> [Assignment]: Print the lines from the very first one through the line containing "positive clicks: (1899, 1206)", including both of those lines.
***** Data for this task
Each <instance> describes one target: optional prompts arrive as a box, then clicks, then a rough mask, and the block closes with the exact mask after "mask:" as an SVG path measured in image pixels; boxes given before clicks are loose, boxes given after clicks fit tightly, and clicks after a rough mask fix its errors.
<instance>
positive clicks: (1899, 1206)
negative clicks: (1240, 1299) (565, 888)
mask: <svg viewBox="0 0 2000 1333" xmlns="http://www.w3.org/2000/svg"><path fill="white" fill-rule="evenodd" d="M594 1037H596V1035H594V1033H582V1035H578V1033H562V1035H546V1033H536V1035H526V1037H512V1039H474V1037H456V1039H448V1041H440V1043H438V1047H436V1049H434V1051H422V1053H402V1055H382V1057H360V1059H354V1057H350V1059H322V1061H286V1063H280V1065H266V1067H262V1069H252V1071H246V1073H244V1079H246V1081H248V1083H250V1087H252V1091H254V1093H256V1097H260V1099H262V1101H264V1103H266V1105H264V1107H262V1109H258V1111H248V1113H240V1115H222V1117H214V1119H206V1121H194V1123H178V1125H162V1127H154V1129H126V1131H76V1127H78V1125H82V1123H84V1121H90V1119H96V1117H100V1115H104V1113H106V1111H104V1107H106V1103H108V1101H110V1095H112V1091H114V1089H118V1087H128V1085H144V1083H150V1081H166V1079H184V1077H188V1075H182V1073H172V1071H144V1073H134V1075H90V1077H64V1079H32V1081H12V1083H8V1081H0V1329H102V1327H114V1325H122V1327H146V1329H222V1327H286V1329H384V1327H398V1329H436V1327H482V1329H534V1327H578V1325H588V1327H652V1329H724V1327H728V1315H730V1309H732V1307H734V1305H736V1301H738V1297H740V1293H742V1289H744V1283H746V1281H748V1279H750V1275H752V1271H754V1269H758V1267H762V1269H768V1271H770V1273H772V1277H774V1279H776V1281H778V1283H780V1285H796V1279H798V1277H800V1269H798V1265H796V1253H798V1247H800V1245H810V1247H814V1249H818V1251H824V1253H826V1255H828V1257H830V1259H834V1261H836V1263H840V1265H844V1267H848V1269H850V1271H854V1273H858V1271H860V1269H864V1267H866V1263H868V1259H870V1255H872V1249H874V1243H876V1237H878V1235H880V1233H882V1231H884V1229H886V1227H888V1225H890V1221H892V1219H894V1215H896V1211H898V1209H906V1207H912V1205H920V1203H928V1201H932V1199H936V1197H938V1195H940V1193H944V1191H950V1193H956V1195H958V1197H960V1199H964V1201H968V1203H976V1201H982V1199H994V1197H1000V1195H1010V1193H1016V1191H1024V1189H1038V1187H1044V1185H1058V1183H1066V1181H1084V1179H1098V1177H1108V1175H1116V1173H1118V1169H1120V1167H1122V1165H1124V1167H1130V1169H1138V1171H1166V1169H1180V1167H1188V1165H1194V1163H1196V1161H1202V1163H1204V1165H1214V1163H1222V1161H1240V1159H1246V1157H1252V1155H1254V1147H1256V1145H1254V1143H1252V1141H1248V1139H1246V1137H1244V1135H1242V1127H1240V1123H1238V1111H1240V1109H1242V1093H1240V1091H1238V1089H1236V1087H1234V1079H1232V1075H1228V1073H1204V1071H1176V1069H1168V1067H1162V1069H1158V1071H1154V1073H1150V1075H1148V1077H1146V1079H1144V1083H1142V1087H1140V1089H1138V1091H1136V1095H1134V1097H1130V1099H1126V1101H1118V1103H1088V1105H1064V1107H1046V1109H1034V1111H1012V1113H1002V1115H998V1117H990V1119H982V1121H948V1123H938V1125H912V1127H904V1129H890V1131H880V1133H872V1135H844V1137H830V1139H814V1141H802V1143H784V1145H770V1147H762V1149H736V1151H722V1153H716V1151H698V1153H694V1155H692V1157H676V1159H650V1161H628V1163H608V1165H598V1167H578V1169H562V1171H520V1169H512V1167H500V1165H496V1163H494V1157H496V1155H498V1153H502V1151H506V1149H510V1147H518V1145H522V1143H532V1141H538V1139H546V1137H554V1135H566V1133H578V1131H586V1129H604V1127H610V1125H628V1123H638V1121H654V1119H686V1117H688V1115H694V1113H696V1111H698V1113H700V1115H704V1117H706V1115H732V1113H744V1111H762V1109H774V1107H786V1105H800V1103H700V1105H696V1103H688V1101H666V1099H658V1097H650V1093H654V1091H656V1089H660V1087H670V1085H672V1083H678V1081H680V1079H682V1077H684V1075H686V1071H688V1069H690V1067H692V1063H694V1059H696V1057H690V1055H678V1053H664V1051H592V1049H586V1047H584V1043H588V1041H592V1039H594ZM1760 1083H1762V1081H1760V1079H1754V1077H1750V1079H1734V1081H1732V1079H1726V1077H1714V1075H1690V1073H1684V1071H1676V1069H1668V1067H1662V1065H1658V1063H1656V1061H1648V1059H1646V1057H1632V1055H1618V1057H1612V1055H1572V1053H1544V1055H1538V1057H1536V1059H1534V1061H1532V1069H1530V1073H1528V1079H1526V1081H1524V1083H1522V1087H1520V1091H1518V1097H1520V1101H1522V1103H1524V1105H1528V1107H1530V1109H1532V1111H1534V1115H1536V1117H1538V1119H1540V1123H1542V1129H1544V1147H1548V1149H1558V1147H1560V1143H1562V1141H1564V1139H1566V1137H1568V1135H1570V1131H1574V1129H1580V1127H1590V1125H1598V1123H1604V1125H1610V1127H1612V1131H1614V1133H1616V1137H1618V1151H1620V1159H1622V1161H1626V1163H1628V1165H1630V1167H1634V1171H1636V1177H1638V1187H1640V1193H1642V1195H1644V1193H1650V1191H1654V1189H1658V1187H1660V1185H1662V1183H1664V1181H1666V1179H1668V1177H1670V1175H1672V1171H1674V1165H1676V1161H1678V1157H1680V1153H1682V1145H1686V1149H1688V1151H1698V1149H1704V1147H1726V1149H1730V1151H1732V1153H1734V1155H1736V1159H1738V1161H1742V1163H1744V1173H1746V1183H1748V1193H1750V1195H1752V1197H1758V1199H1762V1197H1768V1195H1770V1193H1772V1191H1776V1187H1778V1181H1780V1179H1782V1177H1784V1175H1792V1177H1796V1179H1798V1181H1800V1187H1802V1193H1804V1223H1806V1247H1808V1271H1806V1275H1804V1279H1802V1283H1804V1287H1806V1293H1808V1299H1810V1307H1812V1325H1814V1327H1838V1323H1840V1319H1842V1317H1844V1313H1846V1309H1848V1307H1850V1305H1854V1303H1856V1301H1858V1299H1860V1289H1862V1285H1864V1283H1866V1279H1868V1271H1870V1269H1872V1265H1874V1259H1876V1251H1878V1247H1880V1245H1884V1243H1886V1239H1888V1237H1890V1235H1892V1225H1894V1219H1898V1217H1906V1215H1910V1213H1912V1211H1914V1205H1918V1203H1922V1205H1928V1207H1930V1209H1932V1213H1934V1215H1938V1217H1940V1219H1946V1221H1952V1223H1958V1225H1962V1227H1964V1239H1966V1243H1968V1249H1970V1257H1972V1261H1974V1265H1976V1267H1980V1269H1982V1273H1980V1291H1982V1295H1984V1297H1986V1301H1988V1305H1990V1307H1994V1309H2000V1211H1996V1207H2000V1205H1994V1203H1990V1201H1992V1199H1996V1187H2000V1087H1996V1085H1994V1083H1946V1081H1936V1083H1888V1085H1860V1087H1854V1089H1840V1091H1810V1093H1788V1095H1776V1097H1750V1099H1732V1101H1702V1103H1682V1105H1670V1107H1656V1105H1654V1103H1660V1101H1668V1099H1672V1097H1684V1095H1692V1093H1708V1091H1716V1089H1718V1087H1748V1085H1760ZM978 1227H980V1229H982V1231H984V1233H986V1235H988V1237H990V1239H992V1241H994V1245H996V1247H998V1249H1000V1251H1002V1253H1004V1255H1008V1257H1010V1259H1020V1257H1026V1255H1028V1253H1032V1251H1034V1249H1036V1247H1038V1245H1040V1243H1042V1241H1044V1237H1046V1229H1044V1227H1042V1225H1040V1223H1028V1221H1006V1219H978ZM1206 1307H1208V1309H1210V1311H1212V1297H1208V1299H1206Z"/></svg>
**********
> [Response]:
Each <instance> describes one target: optional prompts arrive as a box, then clicks, then a rough mask, and the block closes with the exact mask after "mask:" as an SVG path measured in image pixels; boxes given before clicks are loose, boxes given after clicks fit tightly, and clicks after a rough mask fix its errors.
<instance>
positive clicks: (1899, 1206)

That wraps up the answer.